<<<<

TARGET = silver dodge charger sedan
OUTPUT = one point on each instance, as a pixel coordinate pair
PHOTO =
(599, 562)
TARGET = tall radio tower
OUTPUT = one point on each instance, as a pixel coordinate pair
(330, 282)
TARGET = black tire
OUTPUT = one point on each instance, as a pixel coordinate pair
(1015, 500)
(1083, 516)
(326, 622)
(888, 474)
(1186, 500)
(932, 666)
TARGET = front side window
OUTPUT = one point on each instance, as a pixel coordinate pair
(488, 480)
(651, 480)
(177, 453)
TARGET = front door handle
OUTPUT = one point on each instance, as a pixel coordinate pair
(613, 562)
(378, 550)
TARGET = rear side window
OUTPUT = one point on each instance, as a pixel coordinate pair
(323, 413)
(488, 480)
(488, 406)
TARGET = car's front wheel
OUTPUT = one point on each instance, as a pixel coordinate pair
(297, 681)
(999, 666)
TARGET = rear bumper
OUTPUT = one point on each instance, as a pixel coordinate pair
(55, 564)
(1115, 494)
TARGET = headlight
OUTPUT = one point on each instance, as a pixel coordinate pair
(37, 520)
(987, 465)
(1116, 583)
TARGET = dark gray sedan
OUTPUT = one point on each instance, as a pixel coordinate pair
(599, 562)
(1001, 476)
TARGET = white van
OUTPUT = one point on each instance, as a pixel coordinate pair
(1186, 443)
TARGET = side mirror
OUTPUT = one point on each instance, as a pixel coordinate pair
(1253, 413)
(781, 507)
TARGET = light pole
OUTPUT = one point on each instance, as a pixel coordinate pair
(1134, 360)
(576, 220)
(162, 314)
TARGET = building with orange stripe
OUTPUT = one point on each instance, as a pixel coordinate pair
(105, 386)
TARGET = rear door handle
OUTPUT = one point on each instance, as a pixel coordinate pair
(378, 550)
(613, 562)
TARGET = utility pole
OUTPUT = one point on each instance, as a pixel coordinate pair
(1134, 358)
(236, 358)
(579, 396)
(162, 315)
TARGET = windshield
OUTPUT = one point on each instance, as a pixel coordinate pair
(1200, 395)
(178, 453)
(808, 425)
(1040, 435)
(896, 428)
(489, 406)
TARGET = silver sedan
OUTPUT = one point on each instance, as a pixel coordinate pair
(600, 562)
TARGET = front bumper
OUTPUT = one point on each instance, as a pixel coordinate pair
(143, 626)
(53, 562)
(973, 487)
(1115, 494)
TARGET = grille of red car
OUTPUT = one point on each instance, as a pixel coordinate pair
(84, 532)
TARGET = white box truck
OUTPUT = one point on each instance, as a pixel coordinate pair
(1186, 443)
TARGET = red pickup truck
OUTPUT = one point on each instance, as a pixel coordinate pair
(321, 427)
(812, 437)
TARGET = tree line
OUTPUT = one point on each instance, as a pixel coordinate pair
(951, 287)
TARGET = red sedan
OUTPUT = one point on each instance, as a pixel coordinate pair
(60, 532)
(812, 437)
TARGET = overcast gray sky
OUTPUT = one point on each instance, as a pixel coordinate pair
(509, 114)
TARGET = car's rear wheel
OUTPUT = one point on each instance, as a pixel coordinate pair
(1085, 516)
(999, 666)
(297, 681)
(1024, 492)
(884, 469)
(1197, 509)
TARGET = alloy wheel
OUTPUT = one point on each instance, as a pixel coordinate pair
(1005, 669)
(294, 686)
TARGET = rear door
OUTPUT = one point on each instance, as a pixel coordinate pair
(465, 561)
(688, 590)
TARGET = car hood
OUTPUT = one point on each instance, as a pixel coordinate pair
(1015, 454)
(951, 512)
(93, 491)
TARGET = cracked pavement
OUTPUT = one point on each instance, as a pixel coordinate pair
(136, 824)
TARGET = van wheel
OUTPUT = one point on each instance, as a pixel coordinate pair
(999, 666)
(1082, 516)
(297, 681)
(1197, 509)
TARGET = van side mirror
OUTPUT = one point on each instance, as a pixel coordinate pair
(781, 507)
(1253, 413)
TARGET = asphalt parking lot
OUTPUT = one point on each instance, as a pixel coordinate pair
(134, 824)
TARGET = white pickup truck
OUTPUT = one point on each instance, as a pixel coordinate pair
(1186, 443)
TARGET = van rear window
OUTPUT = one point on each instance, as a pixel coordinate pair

>>>>

SHORT PROBLEM: Extract the listing in its entirety and repeat it exactly.

SOLUTION:
TARGET = silver dodge charger sedan
OUTPUT = one point on each instance, as a pixel coordinate pair
PHOTO =
(599, 562)
TARGET = tall radio tower
OUTPUT = one point on each instance, as a pixel coordinate pair
(330, 282)
TARGET = black tire
OUTPUT = one point on each instance, as a pixel coordinate pair
(1015, 500)
(1083, 516)
(326, 622)
(888, 474)
(1186, 500)
(932, 666)
TARGET = front side window
OUTPUT = one point on each instance, as a pixel coordinate pair
(488, 480)
(651, 480)
(177, 453)
TARGET = front door handle
OUTPUT = one point on each instance, as a pixel coordinate pair
(613, 562)
(378, 550)
TARGET = rear side window
OUTPUT = one point on each instance, as a pixel coordinate pair
(323, 413)
(488, 480)
(488, 406)
TARGET = car's front wheel
OUTPUT = one point on each instance, as a pixel coordinate pair
(297, 681)
(999, 666)
TARGET = rear bumper
OUTPUT = one point on each instance, as a pixel coordinate pair
(55, 564)
(1115, 494)
TARGET = headlight
OUTPUT = one point on each instance, as a pixel coordinate pair
(37, 520)
(987, 465)
(1116, 583)
TARGET = dark gray sedan
OUTPUT = one point on each instance, as a pixel coordinate pair
(599, 562)
(1001, 476)
TARGET = white van
OUTPUT = one point on each instance, as a pixel coordinate pair
(1186, 443)
TARGET = side mirror
OUTPUT = one point on each instance, as a pixel coordinate pair
(1253, 413)
(781, 507)
TARGET = light pole
OUTPUT = one point on each instance, as a pixel coordinate pair
(1134, 360)
(576, 220)
(162, 314)
TARGET = building with orange stripe
OUTPUT = one point on each instance, as a pixel coordinate pair
(105, 386)
TARGET = rear door handle
OUTPUT = one point on each instance, as a pixel coordinate pair
(378, 550)
(613, 562)
TARGET = utility pole
OUTPUT = one point on each instance, as a pixel coordinate pair
(1134, 358)
(236, 358)
(579, 396)
(162, 315)
TARGET = windshield
OUTPUT = one point on each instance, as a pixel coordinate pair
(1200, 395)
(178, 453)
(808, 425)
(1040, 435)
(896, 428)
(489, 406)
TARGET = silver sedan
OUTPUT = one point on each instance, as a pixel coordinate pair
(600, 562)
TARGET = front bumper
OUTPUT = one point on each instance, as a pixel coordinate pair
(143, 626)
(53, 562)
(973, 487)
(1115, 494)
TARGET = grille of red car
OUTPUT = one point on each instance, as a pixel coordinate pair
(84, 532)
TARGET = white box truck
OUTPUT = one point on each instance, as a pixel coordinate pair
(1186, 443)
TARGET = red pickup truck
OUTPUT = one point on each instance, as a pixel coordinate pair
(321, 427)
(812, 437)
TARGET = tree line
OUTPUT = one point on each instance, as a pixel coordinate pair
(951, 287)
TARGET = red sedan
OUTPUT = one point on each instance, as a pixel coordinate pair
(60, 532)
(812, 437)
TARGET = overcast gray sky
OUTPUT = one point on each instance, as a pixel coordinate pair
(509, 114)
TARGET = car's rear wheel
OUTPUT = one point on each instance, as a pixel coordinate pair
(1085, 516)
(999, 666)
(297, 681)
(1024, 492)
(884, 469)
(1197, 509)
TARGET = alloy wheel
OUTPUT = one point on each instance, as a pixel coordinate pair
(1005, 669)
(294, 686)
TARGET = rear door
OUTPUT = one point on each instance, as a pixel coordinate pair
(465, 561)
(688, 590)
TARGET = car hood
OUTPUT = one point on each instance, as a pixel coordinate pair
(1015, 454)
(951, 512)
(93, 491)
TARGET = cracked pavement
OUTPUT = one point on each instance, as a pixel coordinate pair
(136, 824)
TARGET = van wheel
OUTPUT = one point on each instance, as a pixel coordinate pair
(999, 666)
(1082, 516)
(297, 681)
(1197, 509)
TARGET = van side mirror
OUTPUT = one point on each instance, as a pixel coordinate pair
(781, 507)
(1253, 413)
TARGET = asphalt parking lot
OUTPUT = one point on each instance, as a pixel coordinate pair
(134, 824)
TARGET = white pickup truck
OUTPUT = one point on each instance, as a pixel coordinate pair
(1186, 443)
TARGET = van rear window
OUTPUT = one point on each instance, as a pixel coordinate pair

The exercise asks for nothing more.